• _Given text_:
Cash and temporary cash investments
    at beginning of year                                      3,022,985      2,232,843      1,997,007
                                                            -----------    -----------    -----------
Cash and temporary cash investments at end of year          $ 1,794,898    $ 3,022,985    $ 2,232,843
                                                            ===========    ===========    ===========
</TABLE>





See accompanying notes to financial statements.


<PAGE>   24
                            TEXAS PACIFIC LAND TRUST

                         Notes to Financial Statements

                        December 31, 1996, 1995 and 1994



(1)      Summary of Significant Accounting Policies

       (a)    General

              The fair market value of the Texas Pacific Land Trust's (Trust)
              land and royalty interests was not determined in 1888 when the
              Trust was formed; therefore, no value is assigned to the land,
              town lots, royalty interests, Certificates of Proprietary
              Interest and Sub-share Certificates in Certificates of
              Proprietary Interest in the accompanying balance sheets.
              Consequently, in the statements of income, no allowance is made
              for depletion and no cost is deducted from the proceeds of
              original land sales. Even though the 1888 value of the real
              properties cannot be precisely determined, the Trustees have
              concluded that the effect of this matter can no longer be
              significant to the Trust's financial position or results of
              operations. For Federal income tax purposes, however, deductions
              are made for depletion, computed on the statutory percentage
              basis of income received from royalties.

              The preparation of financial statements in accordance with
              generally accepted accounting principles requires management to
              make estimates and assumptions that affect the reported amounts
              of assets and liabilities and disclosure of contingent assets and
              liabilities at the date of the financial statements and the
              reported amounts of income and expenses during the reporting
              period. Actual results could differ from those estimates.

       (b)    Revenue Recognition and Notes Receivable

              The Trust generally receives cash payments on land sales of 25%
              or more within the first year of such sales. Thereafter, annual
              principal and interest payments are required by the Trust.

• _Written exercise 1_: Count the lines in the records below that contain the string "hillside", treating uppercase and lowercase as different. Reply with the number alone.

• _Stored data_:
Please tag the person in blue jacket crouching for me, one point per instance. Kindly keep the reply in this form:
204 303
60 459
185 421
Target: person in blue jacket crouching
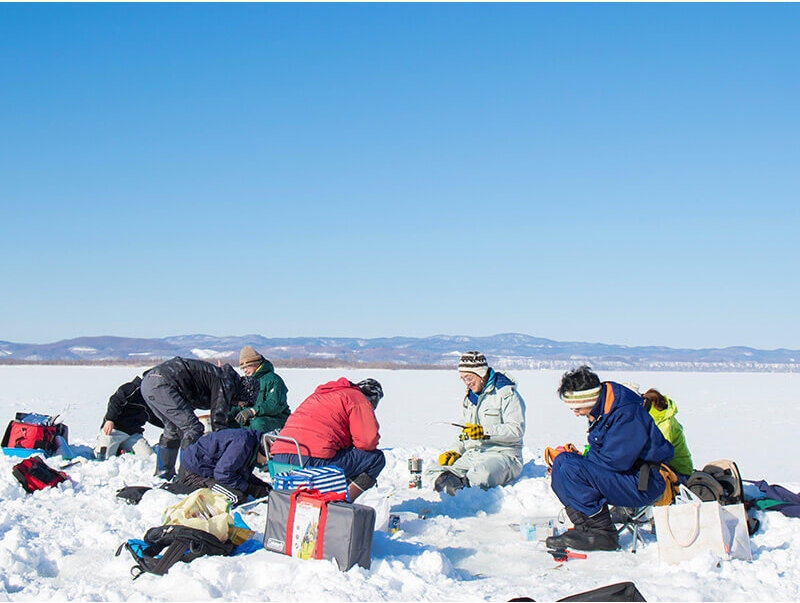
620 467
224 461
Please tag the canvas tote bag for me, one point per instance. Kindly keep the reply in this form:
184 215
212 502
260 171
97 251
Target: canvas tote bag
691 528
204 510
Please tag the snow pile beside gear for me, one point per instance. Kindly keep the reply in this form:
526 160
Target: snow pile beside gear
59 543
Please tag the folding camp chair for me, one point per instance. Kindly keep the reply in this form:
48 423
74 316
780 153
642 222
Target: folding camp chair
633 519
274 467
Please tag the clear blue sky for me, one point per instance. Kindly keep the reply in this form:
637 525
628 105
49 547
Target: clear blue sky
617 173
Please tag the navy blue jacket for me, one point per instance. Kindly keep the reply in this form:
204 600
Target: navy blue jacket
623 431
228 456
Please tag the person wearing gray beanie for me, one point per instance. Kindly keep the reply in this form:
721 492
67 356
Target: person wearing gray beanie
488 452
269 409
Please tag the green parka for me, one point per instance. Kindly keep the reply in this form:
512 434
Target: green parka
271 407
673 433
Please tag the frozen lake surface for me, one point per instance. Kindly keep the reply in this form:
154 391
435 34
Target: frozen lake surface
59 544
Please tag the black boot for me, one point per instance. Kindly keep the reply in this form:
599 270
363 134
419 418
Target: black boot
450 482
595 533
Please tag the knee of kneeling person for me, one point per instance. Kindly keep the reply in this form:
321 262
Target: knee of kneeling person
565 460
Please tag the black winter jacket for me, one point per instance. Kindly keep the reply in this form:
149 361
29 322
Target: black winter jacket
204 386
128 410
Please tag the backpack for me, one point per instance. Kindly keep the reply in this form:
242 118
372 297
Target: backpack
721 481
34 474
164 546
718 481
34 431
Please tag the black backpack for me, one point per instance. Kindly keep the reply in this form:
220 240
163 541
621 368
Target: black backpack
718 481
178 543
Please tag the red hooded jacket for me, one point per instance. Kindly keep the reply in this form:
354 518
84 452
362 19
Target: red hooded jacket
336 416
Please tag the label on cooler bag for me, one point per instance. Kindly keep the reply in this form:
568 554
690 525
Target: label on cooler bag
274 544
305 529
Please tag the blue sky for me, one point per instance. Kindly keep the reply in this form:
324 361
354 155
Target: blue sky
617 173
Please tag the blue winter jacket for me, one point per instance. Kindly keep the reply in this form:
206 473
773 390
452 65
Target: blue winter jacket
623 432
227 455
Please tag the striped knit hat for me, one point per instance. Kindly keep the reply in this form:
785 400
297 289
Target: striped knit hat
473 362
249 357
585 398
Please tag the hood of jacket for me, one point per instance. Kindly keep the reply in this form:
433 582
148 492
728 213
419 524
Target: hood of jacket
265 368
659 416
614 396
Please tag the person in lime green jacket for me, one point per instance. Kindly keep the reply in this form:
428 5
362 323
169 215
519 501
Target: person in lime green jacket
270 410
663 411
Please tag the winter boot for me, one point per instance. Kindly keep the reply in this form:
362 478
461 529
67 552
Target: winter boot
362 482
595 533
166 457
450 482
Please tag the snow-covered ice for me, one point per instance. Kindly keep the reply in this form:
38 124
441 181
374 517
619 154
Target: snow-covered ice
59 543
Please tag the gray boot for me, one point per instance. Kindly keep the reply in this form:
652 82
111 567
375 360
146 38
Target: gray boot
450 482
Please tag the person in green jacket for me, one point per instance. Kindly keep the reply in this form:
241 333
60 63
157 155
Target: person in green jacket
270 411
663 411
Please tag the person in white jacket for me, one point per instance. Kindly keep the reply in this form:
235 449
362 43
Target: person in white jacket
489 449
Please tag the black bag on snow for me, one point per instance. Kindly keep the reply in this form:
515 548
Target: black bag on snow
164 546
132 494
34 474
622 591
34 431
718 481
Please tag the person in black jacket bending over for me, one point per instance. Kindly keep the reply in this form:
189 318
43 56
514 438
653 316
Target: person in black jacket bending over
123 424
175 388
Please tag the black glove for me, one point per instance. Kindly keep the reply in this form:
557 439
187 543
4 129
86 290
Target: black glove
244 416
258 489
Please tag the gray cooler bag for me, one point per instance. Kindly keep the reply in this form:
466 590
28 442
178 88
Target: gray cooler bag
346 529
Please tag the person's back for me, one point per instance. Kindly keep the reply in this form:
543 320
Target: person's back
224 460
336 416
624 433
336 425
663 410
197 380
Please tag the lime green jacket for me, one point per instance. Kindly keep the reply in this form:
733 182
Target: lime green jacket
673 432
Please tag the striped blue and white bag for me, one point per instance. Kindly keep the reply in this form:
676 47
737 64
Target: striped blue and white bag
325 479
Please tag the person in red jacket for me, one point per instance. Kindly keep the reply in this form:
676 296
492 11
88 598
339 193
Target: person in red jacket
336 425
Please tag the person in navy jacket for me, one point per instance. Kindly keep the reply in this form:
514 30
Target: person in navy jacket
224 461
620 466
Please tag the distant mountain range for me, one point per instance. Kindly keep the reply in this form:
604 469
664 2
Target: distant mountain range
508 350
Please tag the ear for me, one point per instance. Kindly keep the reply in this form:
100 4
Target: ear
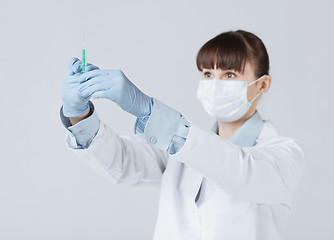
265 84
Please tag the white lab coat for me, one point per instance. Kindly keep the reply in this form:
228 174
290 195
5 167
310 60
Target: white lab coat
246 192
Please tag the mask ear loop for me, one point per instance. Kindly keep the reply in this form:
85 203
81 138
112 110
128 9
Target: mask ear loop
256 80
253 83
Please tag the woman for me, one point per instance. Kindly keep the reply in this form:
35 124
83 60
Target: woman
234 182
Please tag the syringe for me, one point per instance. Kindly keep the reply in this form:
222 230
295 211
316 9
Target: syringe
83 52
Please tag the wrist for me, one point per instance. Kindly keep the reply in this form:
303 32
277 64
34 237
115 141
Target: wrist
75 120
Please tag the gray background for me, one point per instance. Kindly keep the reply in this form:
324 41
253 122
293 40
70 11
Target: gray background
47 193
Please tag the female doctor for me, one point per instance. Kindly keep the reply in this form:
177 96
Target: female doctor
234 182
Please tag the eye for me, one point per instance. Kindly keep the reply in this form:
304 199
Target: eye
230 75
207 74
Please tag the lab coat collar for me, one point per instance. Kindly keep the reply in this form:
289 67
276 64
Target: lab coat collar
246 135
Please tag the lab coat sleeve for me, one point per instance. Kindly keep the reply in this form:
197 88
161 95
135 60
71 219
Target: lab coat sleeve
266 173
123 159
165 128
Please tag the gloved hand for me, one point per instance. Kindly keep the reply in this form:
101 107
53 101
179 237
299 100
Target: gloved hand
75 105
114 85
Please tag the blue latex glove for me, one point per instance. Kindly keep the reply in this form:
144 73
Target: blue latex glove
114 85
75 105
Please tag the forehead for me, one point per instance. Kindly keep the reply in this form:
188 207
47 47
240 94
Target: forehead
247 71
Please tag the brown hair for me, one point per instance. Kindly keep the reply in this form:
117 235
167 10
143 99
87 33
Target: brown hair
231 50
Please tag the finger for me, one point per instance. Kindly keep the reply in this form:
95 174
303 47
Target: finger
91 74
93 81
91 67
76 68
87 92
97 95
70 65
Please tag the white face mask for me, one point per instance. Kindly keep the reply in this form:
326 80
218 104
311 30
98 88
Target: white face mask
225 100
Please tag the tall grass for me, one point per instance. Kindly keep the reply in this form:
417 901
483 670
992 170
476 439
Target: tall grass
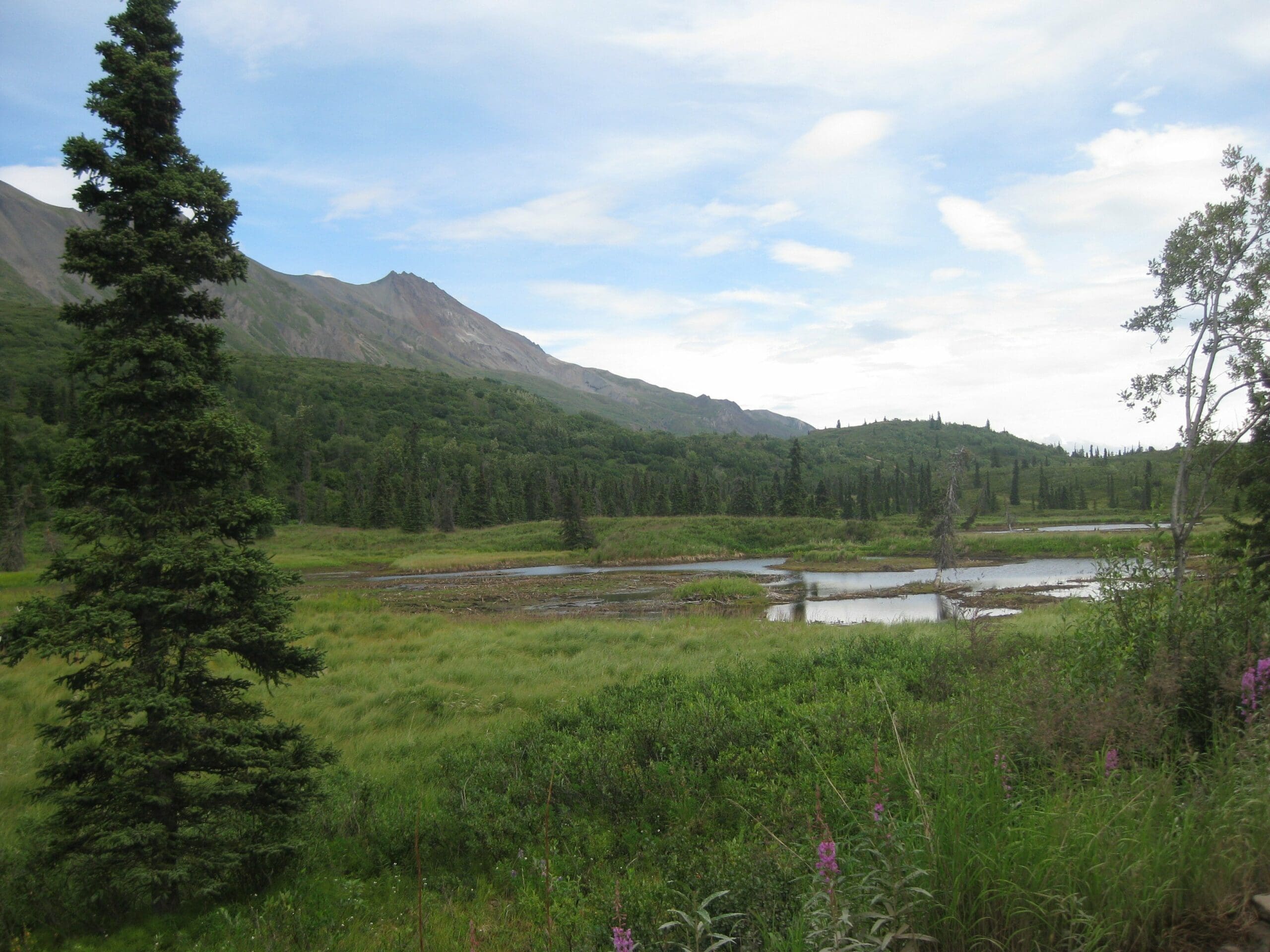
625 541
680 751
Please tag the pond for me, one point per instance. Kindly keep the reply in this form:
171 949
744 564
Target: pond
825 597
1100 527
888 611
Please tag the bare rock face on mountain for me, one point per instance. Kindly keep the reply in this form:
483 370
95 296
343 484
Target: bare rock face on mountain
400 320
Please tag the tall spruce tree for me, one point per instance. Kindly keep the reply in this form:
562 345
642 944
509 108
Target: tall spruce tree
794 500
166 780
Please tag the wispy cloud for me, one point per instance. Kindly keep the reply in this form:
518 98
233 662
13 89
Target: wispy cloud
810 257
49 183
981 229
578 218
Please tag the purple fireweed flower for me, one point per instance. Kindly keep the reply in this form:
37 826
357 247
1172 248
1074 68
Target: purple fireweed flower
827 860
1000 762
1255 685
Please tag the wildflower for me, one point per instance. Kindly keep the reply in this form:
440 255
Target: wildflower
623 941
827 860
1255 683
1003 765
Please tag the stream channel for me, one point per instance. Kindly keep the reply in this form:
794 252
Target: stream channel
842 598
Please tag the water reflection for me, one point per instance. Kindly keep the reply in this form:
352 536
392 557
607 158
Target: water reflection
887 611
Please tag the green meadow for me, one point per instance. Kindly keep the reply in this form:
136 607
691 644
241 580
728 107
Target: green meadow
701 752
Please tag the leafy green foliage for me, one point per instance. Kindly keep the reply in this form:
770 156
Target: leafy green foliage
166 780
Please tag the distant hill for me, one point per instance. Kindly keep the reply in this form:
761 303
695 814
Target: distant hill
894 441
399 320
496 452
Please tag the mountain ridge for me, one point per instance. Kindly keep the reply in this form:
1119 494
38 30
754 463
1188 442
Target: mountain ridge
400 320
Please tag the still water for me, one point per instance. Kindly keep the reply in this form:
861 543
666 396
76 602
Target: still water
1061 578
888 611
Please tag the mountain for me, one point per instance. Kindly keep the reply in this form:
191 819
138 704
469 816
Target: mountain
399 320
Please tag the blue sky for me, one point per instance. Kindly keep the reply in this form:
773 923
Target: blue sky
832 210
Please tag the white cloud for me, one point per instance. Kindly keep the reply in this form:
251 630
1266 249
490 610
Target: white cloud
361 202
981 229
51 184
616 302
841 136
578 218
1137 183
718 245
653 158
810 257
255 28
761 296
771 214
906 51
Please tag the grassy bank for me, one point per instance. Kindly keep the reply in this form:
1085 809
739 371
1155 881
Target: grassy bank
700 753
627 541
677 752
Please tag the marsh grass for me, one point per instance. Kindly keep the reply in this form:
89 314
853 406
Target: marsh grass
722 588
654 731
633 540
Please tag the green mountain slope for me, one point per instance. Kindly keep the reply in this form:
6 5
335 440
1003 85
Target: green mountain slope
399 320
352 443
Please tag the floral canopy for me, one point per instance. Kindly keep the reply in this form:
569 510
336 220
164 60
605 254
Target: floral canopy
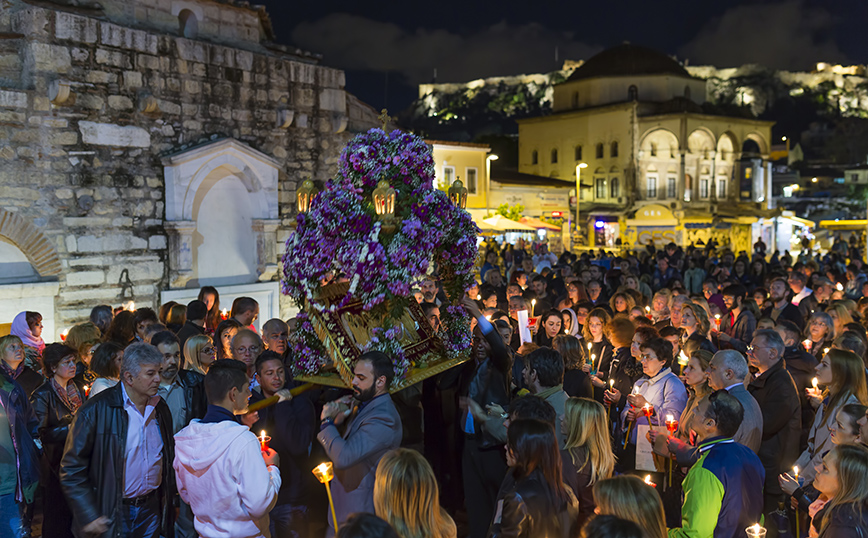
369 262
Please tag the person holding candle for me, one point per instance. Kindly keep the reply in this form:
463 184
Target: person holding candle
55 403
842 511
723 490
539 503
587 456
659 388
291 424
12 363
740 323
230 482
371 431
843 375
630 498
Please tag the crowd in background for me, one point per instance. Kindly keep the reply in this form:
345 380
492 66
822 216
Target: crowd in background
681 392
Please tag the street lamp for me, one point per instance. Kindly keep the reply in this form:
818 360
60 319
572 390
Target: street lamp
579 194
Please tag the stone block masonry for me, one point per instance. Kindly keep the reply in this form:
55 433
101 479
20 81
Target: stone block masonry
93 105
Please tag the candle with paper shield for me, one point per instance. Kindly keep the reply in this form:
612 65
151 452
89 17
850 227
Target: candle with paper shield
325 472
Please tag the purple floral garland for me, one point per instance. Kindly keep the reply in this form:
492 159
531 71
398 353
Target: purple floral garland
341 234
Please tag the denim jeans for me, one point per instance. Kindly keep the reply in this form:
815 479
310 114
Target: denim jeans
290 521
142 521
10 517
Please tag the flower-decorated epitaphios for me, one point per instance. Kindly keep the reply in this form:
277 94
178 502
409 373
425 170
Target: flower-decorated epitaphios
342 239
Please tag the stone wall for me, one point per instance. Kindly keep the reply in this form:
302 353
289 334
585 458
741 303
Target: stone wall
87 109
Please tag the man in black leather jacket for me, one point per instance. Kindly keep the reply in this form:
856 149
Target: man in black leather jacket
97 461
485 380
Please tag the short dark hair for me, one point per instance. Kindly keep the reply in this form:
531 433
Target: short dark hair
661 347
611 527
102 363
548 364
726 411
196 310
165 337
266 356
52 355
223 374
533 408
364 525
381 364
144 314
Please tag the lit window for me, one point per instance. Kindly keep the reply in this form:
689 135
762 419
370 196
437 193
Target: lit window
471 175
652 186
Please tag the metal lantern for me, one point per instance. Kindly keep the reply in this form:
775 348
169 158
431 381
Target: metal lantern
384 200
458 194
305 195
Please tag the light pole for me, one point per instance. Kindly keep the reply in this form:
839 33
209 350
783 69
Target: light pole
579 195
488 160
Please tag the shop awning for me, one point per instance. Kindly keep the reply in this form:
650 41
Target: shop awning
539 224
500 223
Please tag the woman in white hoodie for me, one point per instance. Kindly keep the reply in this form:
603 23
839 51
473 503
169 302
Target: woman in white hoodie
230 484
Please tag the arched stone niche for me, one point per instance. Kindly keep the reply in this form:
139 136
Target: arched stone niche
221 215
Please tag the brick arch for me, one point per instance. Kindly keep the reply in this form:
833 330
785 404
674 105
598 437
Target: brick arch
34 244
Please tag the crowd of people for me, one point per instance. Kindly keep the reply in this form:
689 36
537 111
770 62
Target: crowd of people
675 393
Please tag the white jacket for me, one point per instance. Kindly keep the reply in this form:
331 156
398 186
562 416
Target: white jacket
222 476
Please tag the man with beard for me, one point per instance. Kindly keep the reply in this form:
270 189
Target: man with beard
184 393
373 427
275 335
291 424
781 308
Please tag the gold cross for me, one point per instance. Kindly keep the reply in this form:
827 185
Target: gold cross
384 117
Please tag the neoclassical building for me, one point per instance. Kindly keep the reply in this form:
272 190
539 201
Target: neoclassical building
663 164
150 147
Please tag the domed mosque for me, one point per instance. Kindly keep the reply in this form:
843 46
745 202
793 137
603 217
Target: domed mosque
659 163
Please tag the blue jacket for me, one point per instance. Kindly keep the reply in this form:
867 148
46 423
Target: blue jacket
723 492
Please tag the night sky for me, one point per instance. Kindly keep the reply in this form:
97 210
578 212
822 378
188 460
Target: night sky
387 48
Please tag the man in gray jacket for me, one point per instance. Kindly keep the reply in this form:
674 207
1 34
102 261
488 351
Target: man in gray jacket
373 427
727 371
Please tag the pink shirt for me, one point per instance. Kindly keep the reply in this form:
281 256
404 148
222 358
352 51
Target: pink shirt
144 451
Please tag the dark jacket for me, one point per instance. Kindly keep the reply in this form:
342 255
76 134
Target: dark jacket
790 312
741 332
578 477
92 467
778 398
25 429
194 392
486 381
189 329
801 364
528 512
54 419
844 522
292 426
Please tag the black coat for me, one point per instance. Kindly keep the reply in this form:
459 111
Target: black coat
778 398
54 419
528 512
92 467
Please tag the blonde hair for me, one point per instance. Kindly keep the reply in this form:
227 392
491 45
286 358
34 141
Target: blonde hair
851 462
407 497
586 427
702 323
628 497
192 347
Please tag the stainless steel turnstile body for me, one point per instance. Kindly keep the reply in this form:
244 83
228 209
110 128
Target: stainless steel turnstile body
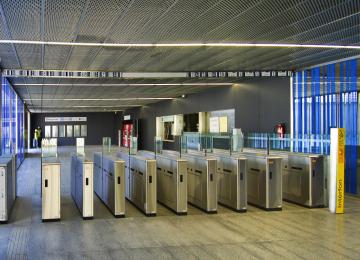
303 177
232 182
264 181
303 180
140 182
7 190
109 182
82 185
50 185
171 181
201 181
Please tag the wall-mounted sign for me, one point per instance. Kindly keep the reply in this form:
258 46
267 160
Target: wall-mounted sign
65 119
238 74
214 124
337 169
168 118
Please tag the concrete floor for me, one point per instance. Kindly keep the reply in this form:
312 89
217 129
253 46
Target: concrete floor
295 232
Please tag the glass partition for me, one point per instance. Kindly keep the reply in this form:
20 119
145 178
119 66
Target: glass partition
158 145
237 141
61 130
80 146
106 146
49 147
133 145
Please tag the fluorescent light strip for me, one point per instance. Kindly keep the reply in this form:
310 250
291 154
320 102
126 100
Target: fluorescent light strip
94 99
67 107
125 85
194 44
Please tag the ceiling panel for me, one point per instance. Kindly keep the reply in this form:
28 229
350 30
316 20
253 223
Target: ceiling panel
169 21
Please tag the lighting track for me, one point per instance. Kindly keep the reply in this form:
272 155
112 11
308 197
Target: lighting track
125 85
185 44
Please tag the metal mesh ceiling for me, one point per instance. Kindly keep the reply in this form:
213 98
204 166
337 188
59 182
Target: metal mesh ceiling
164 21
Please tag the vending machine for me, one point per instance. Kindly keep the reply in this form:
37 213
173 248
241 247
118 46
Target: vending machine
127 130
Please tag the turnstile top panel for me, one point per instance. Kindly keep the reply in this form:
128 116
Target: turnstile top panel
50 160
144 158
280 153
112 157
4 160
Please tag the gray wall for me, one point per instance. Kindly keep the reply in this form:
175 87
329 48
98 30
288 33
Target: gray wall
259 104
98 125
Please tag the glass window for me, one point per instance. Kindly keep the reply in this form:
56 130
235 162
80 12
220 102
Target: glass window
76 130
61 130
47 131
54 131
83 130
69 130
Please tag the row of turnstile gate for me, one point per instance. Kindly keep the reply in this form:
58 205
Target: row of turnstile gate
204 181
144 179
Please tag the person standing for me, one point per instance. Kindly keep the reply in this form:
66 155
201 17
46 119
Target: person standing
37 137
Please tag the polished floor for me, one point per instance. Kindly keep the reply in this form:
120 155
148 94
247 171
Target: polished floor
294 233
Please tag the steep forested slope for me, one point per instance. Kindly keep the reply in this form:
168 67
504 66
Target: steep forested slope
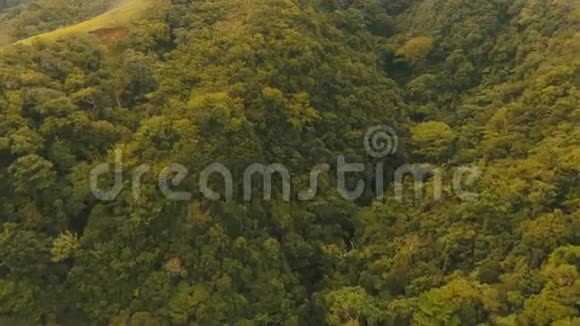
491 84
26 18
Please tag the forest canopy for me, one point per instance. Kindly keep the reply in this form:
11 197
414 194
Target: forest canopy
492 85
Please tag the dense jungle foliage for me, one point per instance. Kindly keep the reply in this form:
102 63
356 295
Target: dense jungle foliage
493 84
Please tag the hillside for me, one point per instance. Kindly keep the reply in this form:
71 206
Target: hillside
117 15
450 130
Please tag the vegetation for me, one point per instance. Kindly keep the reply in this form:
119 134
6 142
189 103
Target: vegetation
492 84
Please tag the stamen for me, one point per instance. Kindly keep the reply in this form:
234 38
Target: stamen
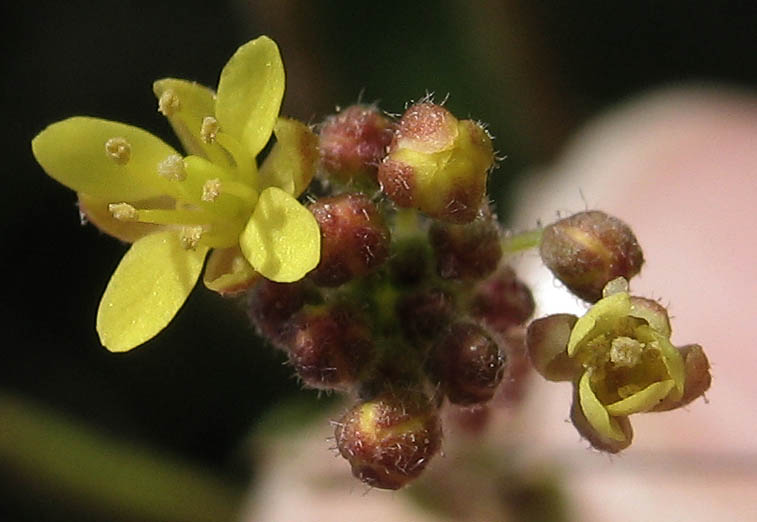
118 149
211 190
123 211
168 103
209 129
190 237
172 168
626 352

• _Written exercise 2_: According to the Texas Pacific Land Trust notes, in what year was the Trust formed?

• _Task result 1_: 2

• _Task result 2_: 1888